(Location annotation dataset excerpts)
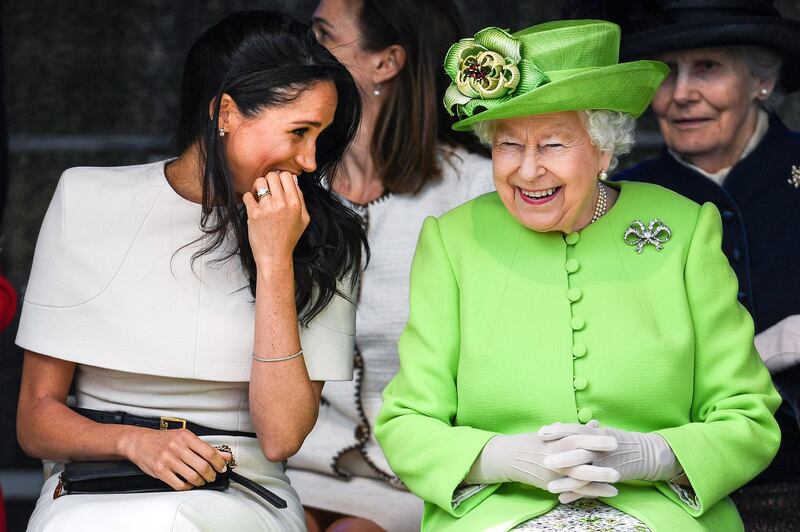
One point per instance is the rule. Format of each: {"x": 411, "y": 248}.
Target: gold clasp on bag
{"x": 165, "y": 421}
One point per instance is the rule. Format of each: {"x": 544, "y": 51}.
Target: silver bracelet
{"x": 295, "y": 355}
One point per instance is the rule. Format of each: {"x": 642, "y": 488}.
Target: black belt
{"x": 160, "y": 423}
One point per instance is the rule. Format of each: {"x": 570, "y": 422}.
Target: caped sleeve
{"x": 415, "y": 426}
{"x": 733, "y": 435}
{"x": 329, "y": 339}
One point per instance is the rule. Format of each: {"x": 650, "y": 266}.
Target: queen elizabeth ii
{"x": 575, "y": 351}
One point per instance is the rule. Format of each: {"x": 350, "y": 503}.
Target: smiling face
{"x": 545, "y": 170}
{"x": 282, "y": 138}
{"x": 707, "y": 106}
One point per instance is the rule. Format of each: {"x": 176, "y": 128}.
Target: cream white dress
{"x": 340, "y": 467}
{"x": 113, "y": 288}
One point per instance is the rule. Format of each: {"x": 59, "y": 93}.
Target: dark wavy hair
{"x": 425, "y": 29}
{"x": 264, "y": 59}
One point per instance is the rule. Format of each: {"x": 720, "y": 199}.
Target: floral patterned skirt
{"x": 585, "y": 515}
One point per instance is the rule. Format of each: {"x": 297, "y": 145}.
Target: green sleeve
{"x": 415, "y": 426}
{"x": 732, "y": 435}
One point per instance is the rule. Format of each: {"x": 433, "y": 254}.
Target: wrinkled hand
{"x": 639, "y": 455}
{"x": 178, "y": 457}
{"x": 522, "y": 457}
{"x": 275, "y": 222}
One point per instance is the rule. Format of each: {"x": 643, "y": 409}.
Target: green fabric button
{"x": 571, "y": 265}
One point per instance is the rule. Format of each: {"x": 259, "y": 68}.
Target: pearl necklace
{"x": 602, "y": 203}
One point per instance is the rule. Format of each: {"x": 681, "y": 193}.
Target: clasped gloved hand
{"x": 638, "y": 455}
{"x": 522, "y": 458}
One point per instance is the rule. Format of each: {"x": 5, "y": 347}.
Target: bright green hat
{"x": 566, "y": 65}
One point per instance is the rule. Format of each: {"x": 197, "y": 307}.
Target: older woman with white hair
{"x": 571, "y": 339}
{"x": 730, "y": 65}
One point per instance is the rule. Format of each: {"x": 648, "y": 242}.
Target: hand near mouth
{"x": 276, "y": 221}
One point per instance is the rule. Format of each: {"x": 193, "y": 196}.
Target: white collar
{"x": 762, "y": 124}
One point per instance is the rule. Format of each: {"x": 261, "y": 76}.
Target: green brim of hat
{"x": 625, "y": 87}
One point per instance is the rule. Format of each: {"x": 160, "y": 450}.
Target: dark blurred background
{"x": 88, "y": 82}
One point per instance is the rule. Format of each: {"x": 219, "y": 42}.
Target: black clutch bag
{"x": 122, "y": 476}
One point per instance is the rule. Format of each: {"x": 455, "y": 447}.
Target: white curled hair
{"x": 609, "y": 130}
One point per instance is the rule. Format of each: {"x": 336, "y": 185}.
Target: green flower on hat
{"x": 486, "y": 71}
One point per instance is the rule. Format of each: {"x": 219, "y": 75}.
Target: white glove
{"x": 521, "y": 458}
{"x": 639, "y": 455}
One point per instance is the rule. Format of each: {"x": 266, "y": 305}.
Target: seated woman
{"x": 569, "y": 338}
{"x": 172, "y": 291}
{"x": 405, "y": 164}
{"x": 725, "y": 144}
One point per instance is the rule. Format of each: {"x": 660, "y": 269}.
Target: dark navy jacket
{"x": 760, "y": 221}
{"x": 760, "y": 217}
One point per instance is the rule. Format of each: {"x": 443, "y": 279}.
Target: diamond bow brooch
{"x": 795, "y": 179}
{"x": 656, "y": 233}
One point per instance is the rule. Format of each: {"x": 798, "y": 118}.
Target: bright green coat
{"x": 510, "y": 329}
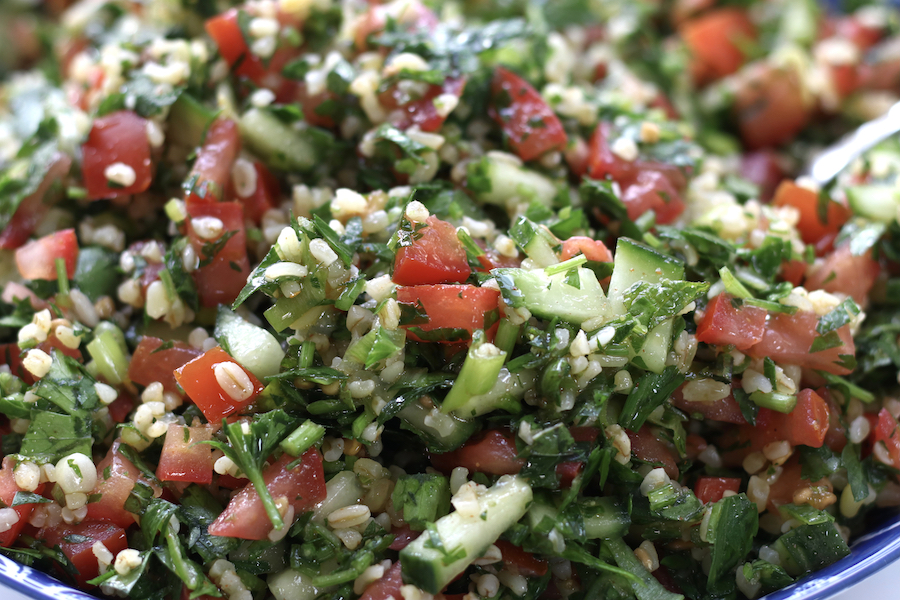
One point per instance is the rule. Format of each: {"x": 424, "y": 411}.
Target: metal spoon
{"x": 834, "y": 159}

=== WRITTEN INSTRUCTION ===
Copy every record above exactly, leaving out the pictures.

=== WRITTEN SOLUTION ===
One point per instance is the rule. Format of each: {"x": 411, "y": 248}.
Target: gold clasp on bag
{"x": 165, "y": 421}
One point per instance is the rule. Format of each: {"x": 544, "y": 51}.
Target: silver bracelet
{"x": 295, "y": 355}
One point per instance is the rule. Format of each: {"x": 642, "y": 488}.
Target: black belt
{"x": 160, "y": 423}
One point per instance is the rule. Format of each: {"x": 570, "y": 422}.
Target: caped sleeve
{"x": 415, "y": 426}
{"x": 733, "y": 435}
{"x": 329, "y": 339}
One point per instance is the rule. Format of each: {"x": 650, "y": 266}.
Target: queen elizabeth ii
{"x": 575, "y": 351}
One point per instance is the rule. Format of each: {"x": 350, "y": 503}.
Target: smiling face
{"x": 545, "y": 170}
{"x": 282, "y": 138}
{"x": 707, "y": 106}
One point per instance is the rule. Format of each: {"x": 176, "y": 128}.
Target: cream white dress
{"x": 340, "y": 467}
{"x": 113, "y": 288}
One point per instance is the rule. Format of each: {"x": 59, "y": 93}.
Target: dark wavy hair
{"x": 425, "y": 29}
{"x": 264, "y": 59}
One point per instance is the rule. Format of each: {"x": 720, "y": 199}.
Target: floral patterned skirt
{"x": 585, "y": 515}
One point per instance is the rule. Format of each: {"x": 297, "y": 145}.
Target: green sleeve
{"x": 415, "y": 426}
{"x": 732, "y": 435}
One point per instance is the rule. Format of each: {"x": 433, "y": 254}.
Target: wrinkled hand
{"x": 639, "y": 455}
{"x": 178, "y": 457}
{"x": 522, "y": 457}
{"x": 275, "y": 222}
One point per instance is the rule. Format of each: {"x": 643, "y": 409}.
Target: green fabric button
{"x": 571, "y": 265}
One point per instance is the rule. Format of each: {"x": 259, "y": 68}.
Target: pearl necklace
{"x": 602, "y": 203}
One point per instance is the rule. Format of each: {"x": 681, "y": 193}.
Target: clasped gloved hand
{"x": 638, "y": 455}
{"x": 522, "y": 458}
One point per instance is the rule. Format of each: {"x": 5, "y": 347}.
Target: bright green hat
{"x": 566, "y": 65}
One point per instance is the rule. Format of each: {"x": 197, "y": 307}.
Target: older woman with white hair
{"x": 571, "y": 339}
{"x": 730, "y": 65}
One point per instance is the rule. Format of each: {"x": 648, "y": 242}.
Target: hand near mouth
{"x": 276, "y": 221}
One point per instance is the rule. Format of each: {"x": 193, "y": 196}.
Target: white collar
{"x": 762, "y": 124}
One point per instance is the rule. Format of each: {"x": 261, "y": 76}.
Target: green brim of hat
{"x": 625, "y": 87}
One point per instance is the rule. Format of each: {"x": 160, "y": 450}.
Target: dark blurred background
{"x": 88, "y": 82}
One point per instance is the rule. Format of each: {"x": 219, "y": 42}.
Target: black clutch bag
{"x": 122, "y": 476}
One point per instance is the rule. Format of each: {"x": 455, "y": 447}.
Target: white curled hair
{"x": 609, "y": 130}
One point per instance is the rule. Format of each: {"x": 336, "y": 185}.
Target: green flower on hat
{"x": 486, "y": 71}
One point per instance is the rule. Format of each: {"x": 219, "y": 75}.
Target: white glove
{"x": 521, "y": 458}
{"x": 639, "y": 455}
One point per instance is the rule. Format of each: {"x": 266, "y": 305}.
Target: seated woman
{"x": 569, "y": 338}
{"x": 172, "y": 291}
{"x": 405, "y": 164}
{"x": 725, "y": 144}
One point per instance is the rule. Format of each: {"x": 660, "y": 269}.
Target: dark navy jacket
{"x": 760, "y": 221}
{"x": 760, "y": 217}
One point per instance is the rule. Format of each: {"x": 443, "y": 279}.
Target: diamond bow brooch
{"x": 795, "y": 179}
{"x": 656, "y": 233}
One point per instance is the rule. Format of each: {"x": 798, "y": 118}.
Target: bright green coat
{"x": 510, "y": 329}
One point per instance is the rule. Format of each: {"x": 424, "y": 411}.
Target: metal spoon
{"x": 834, "y": 159}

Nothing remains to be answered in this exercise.